## Exercise instructions
Only the lines from the beginning of the data below through the line that contains "Target = metal clamp on post" should be repeated, exactly as written.

## Dataset excerpts

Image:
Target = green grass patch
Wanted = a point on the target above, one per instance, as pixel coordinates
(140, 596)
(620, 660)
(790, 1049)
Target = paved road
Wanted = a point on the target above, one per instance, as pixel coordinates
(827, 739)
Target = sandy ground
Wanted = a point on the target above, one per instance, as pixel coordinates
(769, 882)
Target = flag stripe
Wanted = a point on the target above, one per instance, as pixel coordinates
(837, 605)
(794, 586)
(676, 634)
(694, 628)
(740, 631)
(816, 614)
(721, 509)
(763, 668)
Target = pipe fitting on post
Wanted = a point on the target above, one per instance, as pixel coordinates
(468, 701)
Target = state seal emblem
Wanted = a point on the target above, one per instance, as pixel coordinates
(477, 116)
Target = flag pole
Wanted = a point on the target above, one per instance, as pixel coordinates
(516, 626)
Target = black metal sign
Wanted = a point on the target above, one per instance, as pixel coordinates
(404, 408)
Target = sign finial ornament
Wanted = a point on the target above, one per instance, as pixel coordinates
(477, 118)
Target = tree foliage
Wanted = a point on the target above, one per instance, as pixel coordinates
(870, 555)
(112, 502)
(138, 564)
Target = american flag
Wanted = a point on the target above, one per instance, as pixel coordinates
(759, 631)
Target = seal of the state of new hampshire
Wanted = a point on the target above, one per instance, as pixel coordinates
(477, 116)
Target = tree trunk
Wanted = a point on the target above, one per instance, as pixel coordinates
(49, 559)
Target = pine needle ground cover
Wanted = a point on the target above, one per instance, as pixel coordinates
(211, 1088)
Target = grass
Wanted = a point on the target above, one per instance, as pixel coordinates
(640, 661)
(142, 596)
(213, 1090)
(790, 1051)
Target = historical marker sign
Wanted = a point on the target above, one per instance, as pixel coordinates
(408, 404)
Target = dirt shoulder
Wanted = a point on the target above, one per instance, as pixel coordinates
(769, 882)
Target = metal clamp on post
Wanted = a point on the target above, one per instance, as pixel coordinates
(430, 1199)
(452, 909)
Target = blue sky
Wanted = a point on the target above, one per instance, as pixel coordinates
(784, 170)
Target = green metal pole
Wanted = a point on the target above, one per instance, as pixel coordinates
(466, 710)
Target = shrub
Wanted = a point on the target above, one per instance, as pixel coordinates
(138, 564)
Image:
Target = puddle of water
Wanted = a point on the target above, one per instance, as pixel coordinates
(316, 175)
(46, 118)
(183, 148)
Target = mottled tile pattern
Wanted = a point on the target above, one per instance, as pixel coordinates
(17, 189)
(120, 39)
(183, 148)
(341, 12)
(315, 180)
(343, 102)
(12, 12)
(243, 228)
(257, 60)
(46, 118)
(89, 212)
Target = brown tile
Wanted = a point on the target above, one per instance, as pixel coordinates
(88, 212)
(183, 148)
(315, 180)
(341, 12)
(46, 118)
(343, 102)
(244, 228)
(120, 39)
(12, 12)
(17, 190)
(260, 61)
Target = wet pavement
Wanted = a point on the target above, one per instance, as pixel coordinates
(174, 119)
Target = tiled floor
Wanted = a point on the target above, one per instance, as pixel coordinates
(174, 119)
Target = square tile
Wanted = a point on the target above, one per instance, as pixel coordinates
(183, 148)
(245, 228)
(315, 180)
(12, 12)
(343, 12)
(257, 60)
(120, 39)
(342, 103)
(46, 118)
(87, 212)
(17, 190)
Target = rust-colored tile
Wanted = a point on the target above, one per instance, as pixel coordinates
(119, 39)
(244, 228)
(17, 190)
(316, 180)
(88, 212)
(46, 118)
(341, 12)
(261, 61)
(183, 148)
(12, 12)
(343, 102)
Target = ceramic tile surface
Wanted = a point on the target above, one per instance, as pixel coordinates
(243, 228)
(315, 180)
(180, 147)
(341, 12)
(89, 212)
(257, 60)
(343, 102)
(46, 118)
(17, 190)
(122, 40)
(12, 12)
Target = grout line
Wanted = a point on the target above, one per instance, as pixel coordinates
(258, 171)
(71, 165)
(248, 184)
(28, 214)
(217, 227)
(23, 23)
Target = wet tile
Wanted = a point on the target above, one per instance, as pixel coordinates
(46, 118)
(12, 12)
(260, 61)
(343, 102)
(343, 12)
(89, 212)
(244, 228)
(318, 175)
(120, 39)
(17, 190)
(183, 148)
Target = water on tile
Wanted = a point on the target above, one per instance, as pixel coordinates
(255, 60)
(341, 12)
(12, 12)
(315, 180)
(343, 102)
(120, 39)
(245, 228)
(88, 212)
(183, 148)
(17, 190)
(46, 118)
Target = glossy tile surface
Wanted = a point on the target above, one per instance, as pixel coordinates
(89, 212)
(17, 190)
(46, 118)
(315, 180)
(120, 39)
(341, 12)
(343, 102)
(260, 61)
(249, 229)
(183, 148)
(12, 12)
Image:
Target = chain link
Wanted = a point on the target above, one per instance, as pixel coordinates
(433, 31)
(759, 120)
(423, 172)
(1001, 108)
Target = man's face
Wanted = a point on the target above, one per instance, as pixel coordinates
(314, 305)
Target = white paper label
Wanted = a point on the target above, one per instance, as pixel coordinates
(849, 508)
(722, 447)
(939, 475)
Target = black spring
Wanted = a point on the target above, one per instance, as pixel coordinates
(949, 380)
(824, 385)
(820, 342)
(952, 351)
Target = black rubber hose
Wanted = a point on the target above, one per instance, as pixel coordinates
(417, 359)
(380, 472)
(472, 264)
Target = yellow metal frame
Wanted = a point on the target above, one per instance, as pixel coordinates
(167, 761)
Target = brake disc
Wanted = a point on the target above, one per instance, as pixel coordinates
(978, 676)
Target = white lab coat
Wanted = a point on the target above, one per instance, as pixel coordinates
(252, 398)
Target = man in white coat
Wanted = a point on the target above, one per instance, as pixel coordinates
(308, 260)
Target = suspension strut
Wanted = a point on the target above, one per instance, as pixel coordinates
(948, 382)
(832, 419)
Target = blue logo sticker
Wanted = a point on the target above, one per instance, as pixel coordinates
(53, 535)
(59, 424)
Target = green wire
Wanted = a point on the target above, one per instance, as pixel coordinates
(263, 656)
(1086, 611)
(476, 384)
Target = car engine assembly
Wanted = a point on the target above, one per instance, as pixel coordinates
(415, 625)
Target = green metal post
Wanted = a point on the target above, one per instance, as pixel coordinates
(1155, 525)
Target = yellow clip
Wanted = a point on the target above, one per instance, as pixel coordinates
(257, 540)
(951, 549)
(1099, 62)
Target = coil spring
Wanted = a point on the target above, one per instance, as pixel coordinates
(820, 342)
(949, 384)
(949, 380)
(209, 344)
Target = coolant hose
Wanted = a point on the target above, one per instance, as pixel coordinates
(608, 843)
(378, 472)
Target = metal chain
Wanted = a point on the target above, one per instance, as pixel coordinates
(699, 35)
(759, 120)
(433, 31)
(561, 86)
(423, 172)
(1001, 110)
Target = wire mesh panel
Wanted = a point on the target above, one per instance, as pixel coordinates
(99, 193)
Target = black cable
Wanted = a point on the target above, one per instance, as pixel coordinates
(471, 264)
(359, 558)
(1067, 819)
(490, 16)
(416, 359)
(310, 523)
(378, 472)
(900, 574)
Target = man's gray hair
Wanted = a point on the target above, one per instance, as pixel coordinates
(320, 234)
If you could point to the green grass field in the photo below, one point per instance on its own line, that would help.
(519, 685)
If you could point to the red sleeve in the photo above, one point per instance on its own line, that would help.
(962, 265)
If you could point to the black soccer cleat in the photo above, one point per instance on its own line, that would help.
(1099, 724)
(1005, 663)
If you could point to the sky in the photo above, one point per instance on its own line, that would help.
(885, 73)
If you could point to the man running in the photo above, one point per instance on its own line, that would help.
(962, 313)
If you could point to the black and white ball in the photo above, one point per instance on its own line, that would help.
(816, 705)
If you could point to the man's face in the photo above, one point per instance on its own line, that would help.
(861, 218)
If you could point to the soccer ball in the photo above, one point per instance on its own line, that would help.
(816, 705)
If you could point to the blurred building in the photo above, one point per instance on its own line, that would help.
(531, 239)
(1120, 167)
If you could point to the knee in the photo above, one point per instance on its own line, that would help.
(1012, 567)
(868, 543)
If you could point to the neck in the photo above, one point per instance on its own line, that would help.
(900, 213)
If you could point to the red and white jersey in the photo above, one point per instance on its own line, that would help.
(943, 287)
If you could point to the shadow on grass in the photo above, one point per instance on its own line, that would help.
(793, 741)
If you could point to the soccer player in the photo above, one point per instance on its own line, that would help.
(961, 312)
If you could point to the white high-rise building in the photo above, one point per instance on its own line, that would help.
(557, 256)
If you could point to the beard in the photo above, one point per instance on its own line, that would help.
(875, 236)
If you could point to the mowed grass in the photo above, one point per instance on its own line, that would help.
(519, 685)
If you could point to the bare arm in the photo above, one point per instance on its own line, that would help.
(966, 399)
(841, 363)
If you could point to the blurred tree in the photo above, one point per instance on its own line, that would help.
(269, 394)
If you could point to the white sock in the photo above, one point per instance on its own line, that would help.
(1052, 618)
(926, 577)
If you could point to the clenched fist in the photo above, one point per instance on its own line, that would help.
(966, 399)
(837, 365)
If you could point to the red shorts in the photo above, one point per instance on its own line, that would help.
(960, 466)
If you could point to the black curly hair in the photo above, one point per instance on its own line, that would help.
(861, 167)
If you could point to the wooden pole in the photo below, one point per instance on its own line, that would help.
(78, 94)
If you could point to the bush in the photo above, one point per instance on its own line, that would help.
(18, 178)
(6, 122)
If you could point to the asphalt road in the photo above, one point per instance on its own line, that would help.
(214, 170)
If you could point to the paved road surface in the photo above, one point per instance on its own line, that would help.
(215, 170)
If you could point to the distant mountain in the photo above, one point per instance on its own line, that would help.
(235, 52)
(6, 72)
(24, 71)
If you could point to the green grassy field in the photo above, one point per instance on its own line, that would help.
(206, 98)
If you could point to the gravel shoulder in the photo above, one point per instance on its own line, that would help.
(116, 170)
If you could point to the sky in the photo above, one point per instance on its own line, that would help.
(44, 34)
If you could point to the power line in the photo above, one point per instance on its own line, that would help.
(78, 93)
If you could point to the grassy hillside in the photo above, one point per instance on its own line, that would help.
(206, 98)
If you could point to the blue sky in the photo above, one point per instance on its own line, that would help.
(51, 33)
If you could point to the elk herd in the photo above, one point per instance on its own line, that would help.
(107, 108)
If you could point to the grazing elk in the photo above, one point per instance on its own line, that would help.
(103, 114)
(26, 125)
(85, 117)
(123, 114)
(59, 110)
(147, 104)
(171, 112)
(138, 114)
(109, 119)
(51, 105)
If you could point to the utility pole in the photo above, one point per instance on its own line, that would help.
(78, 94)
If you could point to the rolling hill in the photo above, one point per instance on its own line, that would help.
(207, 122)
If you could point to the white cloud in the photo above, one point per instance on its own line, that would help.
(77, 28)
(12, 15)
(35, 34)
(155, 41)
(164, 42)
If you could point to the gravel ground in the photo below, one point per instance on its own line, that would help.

## Exercise solution
Image:
Target = green grass patch
Wanted = a point on the target above, one per instance, as pixel coordinates
(140, 596)
(620, 660)
(790, 1049)
Target = paved road
Wanted = a point on the target above, one per instance, as pixel coordinates
(827, 739)
Target = sandy ground
Wanted = a point on the target above, one per instance, as pixel coordinates
(769, 882)
Target = flag stripe
Wanted = a point on the target above, one per instance, as pixel coordinates
(837, 605)
(794, 586)
(676, 634)
(694, 628)
(740, 631)
(816, 614)
(721, 509)
(763, 668)
Target = pipe fitting on post
Wanted = a point on the target above, one per instance, as pixel coordinates
(468, 701)
Target = state seal emblem
Wanted = a point on the target above, one per instance, as pixel coordinates
(477, 116)
Target = flag pole
Wanted = a point on the target above, one per instance, as pixel coordinates
(516, 626)
Target = black metal sign
Wanted = a point on the target above, one per instance, as pixel coordinates
(404, 408)
Target = sign finial ornament
Wanted = a point on the target above, one per instance, as pixel coordinates
(477, 118)
Target = tree foliage
Wanted = a point on the target above, one per instance, as pixel coordinates
(870, 555)
(112, 502)
(138, 564)
Target = american flag
Wanted = a point on the target above, one per instance, as pixel coordinates
(759, 631)
Target = seal of the state of new hampshire
Wanted = a point on the target above, one per instance, as pixel coordinates
(477, 116)
Target = tree trunk
Wanted = a point on the target above, one per instance, as pixel coordinates
(49, 559)
Target = pine needle ground cover
Wanted = a point on the target above, one per instance, as pixel coordinates
(211, 1088)
Target = grass
Wanted = a point on the target above, one per instance, as pixel coordinates
(640, 661)
(142, 596)
(213, 1090)
(790, 1051)
Target = historical marker sign
Wanted = a point on the target above, one per instance, as pixel coordinates
(408, 404)
Target = dirt shoulder
Wanted = a point on the target above, one per instance, as pixel coordinates
(769, 882)
Target = metal clamp on post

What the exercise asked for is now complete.